Input -

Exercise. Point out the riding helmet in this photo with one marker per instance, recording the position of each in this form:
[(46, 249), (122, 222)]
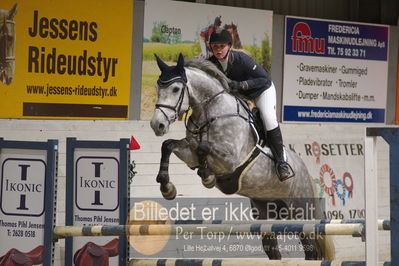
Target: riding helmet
[(222, 36)]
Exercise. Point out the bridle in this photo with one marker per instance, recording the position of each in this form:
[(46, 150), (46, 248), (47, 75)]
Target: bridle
[(177, 108)]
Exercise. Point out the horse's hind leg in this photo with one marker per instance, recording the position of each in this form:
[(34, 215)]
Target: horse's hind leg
[(311, 248), (168, 190)]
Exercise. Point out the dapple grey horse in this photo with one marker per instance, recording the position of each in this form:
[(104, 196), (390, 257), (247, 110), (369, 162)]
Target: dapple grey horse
[(220, 141)]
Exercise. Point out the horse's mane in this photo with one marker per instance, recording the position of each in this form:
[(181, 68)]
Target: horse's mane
[(210, 69)]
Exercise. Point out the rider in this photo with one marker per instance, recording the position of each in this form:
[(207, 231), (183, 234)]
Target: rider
[(250, 79)]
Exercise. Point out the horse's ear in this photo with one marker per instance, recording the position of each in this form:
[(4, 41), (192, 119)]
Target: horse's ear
[(12, 12), (161, 64), (180, 61)]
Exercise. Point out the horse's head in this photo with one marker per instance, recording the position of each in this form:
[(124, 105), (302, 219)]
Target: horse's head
[(7, 45), (171, 88)]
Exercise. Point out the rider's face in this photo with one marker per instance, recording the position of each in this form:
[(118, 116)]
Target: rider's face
[(220, 50)]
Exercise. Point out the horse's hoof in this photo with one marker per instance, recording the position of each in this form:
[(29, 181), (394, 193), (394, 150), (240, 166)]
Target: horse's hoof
[(209, 182), (168, 191)]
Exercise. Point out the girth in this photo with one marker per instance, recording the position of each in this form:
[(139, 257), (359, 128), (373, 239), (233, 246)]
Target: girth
[(231, 183)]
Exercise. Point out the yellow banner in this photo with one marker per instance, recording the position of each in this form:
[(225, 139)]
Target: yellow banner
[(65, 58)]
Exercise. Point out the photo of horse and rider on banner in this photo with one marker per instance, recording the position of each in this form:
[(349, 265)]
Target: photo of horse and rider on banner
[(167, 34)]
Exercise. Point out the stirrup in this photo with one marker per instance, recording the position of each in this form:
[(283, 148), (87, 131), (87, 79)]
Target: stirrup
[(283, 178)]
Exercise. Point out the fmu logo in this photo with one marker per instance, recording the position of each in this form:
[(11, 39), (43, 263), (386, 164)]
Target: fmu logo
[(303, 42), (97, 183)]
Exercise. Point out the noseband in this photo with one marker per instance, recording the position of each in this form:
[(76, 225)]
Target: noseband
[(177, 107), (4, 57)]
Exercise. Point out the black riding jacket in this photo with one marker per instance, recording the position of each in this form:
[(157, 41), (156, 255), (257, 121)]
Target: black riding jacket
[(241, 67)]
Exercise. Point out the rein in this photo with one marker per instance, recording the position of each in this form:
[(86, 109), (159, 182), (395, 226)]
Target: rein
[(209, 120)]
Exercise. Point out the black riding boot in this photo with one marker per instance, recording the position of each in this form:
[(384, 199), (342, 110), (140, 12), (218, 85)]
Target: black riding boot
[(276, 145)]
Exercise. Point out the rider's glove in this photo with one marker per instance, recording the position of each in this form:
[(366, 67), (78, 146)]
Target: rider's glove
[(235, 85)]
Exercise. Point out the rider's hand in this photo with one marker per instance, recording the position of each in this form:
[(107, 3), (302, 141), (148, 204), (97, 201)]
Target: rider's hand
[(235, 85)]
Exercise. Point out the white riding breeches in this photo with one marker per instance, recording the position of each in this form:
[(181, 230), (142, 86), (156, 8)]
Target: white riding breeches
[(266, 103)]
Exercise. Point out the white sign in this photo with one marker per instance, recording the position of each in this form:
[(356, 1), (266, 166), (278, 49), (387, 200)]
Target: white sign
[(22, 199)]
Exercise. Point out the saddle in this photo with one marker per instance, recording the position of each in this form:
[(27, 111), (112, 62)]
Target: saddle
[(93, 254), (15, 257)]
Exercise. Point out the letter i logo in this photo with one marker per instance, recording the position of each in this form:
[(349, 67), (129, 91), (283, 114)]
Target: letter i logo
[(24, 174), (97, 168)]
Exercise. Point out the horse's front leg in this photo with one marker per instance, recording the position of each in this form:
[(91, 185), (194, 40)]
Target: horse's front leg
[(182, 150)]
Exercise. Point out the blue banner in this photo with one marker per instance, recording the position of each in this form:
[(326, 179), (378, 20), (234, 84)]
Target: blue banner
[(333, 114)]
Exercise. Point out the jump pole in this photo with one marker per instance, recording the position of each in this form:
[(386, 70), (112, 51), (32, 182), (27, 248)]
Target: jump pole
[(391, 136), (217, 229)]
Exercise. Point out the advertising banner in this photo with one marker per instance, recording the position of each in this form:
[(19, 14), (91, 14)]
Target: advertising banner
[(172, 27), (335, 71), (65, 59)]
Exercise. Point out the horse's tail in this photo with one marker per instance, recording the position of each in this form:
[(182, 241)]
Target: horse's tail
[(325, 243), (326, 246)]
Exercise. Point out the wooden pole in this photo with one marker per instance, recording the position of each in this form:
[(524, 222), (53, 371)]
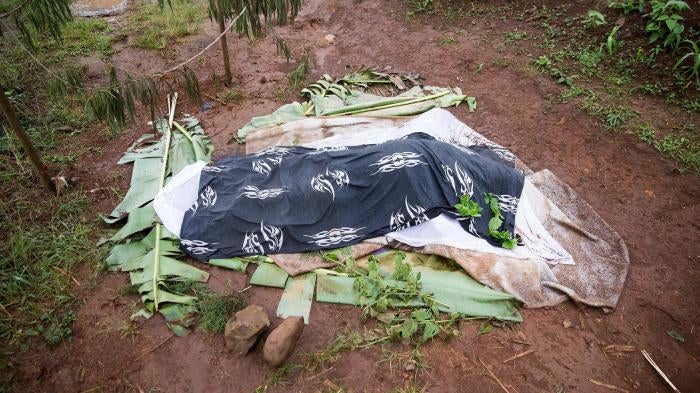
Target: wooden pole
[(26, 142), (224, 44)]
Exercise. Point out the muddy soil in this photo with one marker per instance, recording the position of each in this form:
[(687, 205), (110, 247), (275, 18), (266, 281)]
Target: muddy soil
[(632, 187)]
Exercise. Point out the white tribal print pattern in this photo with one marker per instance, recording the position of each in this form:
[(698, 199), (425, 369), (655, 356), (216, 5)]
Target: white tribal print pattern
[(208, 197), (197, 247), (335, 236), (463, 184), (271, 235), (414, 215), (324, 182), (253, 192), (396, 161), (508, 203)]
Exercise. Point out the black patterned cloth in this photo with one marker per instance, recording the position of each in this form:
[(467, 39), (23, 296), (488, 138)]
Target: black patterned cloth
[(296, 199)]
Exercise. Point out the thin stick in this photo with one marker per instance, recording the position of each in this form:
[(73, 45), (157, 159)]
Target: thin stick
[(529, 351), (658, 370), (322, 372), (156, 250), (505, 389), (605, 385), (154, 348), (66, 274), (386, 106)]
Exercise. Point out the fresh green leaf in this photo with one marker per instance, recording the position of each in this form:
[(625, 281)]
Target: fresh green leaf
[(676, 335), (484, 328)]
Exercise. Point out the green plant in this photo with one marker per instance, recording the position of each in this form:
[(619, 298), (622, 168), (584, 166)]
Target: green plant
[(467, 207), (611, 43), (151, 27), (504, 236), (447, 41), (515, 35), (420, 6), (56, 329), (628, 6), (595, 18), (215, 310), (664, 26), (297, 77), (692, 57), (646, 133), (683, 147), (589, 59)]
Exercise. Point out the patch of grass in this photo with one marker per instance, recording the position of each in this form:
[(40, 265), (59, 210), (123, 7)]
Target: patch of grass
[(420, 6), (343, 342), (683, 147), (692, 105), (588, 60), (297, 77), (151, 27), (83, 37), (47, 241), (410, 387), (447, 41), (214, 309), (646, 133), (232, 95), (514, 36)]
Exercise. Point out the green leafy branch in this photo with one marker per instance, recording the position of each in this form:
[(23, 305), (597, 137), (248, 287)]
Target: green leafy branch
[(468, 207), (505, 237), (380, 296)]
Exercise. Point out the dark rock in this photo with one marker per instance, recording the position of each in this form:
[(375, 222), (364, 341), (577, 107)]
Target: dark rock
[(244, 329), (281, 342)]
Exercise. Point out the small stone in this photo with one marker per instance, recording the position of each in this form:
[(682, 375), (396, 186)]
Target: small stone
[(244, 328), (281, 342)]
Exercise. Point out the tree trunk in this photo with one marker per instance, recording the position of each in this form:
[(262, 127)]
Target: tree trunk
[(26, 142), (224, 44)]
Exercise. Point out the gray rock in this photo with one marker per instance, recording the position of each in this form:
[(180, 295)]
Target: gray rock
[(281, 342), (244, 328)]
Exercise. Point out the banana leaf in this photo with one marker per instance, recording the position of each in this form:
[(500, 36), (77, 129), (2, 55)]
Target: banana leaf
[(152, 260)]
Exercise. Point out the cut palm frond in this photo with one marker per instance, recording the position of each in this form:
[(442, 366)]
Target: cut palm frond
[(153, 261)]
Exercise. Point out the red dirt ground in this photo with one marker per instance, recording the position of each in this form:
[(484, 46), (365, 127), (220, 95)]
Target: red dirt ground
[(631, 186)]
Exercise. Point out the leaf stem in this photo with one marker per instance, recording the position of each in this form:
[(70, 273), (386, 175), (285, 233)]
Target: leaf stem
[(164, 172)]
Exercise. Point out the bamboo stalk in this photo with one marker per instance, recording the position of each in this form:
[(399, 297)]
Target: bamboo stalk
[(224, 44), (400, 102), (156, 249), (529, 351), (494, 376), (26, 142), (658, 370)]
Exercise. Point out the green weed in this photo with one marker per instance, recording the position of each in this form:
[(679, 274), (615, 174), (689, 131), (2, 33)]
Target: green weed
[(646, 133), (214, 309), (83, 37), (47, 241), (447, 41), (297, 78), (420, 6), (153, 27), (514, 36), (595, 18), (665, 27), (683, 147)]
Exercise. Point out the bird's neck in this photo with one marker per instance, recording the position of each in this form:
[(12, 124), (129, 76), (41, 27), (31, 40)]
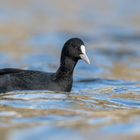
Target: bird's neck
[(66, 68)]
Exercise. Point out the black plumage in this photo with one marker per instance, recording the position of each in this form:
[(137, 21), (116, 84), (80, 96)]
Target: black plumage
[(17, 79)]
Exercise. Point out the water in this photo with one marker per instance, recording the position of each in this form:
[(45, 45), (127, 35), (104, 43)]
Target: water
[(105, 100)]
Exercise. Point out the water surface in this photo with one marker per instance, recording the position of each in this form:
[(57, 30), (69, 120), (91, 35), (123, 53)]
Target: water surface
[(105, 100)]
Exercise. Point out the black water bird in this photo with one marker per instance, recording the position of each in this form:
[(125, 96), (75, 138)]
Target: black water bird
[(18, 79)]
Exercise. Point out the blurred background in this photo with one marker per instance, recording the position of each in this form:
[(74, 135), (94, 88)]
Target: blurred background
[(105, 99)]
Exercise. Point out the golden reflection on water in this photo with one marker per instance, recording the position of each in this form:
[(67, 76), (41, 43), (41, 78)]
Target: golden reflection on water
[(22, 21)]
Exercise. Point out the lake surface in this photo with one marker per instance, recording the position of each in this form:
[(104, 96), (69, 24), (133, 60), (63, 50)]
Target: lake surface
[(105, 100)]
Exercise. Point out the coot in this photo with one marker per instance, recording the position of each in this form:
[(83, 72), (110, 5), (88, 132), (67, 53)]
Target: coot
[(18, 79)]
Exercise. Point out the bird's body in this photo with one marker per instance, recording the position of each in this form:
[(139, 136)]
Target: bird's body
[(17, 79), (33, 80)]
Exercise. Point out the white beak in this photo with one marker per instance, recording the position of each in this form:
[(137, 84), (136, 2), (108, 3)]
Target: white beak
[(84, 55)]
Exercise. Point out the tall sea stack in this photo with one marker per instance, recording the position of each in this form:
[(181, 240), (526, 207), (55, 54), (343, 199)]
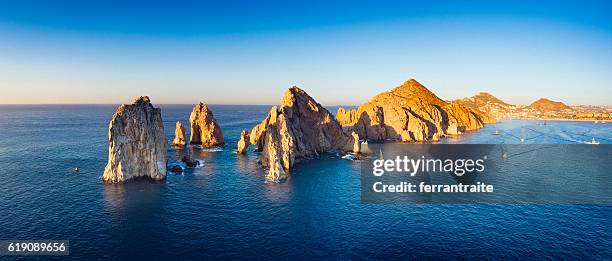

Required work -
In the records starting at the line containing "Exercise. Point out the horse's hind" and ending at the line containing "[(311, 248), (168, 190)]", swap "hind leg" for "back leg" and reproduce only those lines, otherwise unchanged.

Written reply -
Exercise. Point out the horse's back leg in this photo with one marker per instance, recording the position of each in this form:
[(34, 215)]
Target: horse's back leg
[(311, 248), (168, 190)]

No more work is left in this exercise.